**AIM OF THE EXERCISE**. Go over the records and count each line that has the string "glass". Give the number and nothing else.

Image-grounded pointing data
>>>>>
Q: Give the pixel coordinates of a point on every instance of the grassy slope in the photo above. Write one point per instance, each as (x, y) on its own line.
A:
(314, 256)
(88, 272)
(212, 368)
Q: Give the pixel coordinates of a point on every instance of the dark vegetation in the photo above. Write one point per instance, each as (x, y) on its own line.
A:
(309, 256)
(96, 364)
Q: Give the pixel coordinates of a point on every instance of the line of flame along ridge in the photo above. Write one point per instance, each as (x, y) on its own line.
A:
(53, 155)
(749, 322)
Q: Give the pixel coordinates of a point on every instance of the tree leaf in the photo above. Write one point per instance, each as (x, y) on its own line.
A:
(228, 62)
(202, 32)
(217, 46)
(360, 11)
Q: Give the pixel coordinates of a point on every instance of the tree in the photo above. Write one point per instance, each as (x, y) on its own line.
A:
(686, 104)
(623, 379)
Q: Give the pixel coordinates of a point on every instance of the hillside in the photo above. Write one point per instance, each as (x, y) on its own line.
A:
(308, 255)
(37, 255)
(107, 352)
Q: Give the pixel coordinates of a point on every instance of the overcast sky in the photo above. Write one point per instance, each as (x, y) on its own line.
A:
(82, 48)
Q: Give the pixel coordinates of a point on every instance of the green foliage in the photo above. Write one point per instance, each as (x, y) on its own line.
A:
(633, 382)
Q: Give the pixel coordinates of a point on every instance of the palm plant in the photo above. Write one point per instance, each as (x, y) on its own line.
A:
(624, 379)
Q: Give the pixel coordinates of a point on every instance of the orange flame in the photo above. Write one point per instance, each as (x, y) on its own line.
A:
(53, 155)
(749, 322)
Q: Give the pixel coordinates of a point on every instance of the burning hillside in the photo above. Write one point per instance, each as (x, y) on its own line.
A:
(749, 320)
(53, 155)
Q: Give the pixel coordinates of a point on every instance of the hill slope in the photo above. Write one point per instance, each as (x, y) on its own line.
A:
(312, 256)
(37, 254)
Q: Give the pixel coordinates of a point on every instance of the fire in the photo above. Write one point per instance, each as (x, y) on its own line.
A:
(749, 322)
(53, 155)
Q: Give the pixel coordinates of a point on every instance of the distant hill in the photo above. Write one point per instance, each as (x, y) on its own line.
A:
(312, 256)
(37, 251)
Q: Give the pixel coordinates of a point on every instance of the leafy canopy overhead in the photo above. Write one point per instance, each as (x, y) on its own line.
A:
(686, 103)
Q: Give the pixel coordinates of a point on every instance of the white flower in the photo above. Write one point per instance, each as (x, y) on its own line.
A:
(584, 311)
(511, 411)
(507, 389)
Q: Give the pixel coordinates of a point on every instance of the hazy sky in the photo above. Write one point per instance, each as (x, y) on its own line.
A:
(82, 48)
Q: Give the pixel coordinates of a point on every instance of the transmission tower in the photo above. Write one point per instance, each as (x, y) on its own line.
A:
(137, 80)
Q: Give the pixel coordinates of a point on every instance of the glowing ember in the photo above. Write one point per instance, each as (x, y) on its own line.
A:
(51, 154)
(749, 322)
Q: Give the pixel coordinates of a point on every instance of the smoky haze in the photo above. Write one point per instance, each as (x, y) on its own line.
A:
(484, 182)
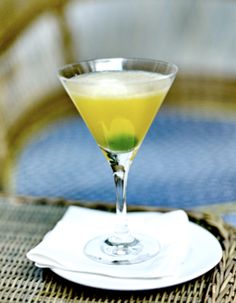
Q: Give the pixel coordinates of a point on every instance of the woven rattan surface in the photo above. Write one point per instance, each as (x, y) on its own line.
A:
(22, 226)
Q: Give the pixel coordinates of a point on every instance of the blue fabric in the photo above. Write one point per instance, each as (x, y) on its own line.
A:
(183, 162)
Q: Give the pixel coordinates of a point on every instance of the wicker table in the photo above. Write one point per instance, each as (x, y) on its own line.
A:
(24, 221)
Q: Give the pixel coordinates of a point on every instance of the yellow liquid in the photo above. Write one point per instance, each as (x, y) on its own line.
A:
(118, 111)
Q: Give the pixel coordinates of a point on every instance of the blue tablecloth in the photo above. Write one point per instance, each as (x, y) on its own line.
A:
(184, 162)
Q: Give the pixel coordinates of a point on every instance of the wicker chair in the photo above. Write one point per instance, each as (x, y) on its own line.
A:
(39, 126)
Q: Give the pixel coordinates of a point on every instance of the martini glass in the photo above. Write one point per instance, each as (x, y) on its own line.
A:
(118, 99)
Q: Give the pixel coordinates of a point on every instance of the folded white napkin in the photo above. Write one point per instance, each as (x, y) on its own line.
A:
(62, 247)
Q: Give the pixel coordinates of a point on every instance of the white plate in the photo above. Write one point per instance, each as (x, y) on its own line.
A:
(205, 252)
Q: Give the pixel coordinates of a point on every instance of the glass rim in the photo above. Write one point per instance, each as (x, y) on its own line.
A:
(171, 74)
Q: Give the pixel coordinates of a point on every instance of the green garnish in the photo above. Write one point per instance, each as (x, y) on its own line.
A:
(122, 142)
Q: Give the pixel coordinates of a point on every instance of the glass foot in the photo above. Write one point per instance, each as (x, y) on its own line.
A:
(141, 249)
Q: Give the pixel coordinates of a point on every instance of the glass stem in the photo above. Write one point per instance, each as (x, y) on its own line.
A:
(120, 164)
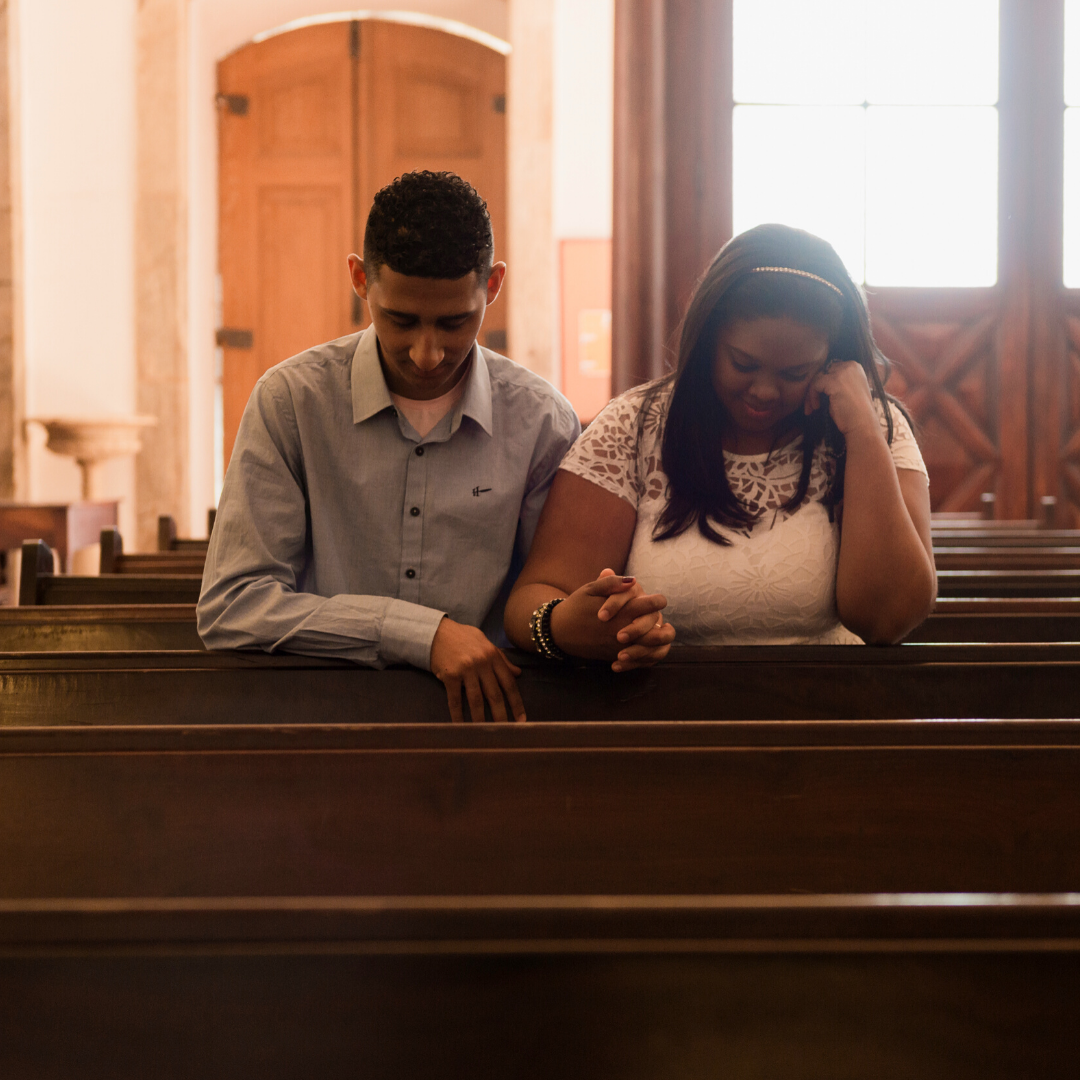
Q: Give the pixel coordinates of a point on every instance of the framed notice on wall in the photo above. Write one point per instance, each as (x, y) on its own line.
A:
(585, 305)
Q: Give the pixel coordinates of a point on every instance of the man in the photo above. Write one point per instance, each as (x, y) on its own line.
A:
(382, 484)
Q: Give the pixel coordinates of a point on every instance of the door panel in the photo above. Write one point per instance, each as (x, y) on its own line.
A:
(434, 100)
(945, 354)
(286, 202)
(332, 113)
<<<<<
**RESPONSE TO THE EXERCISE**. 4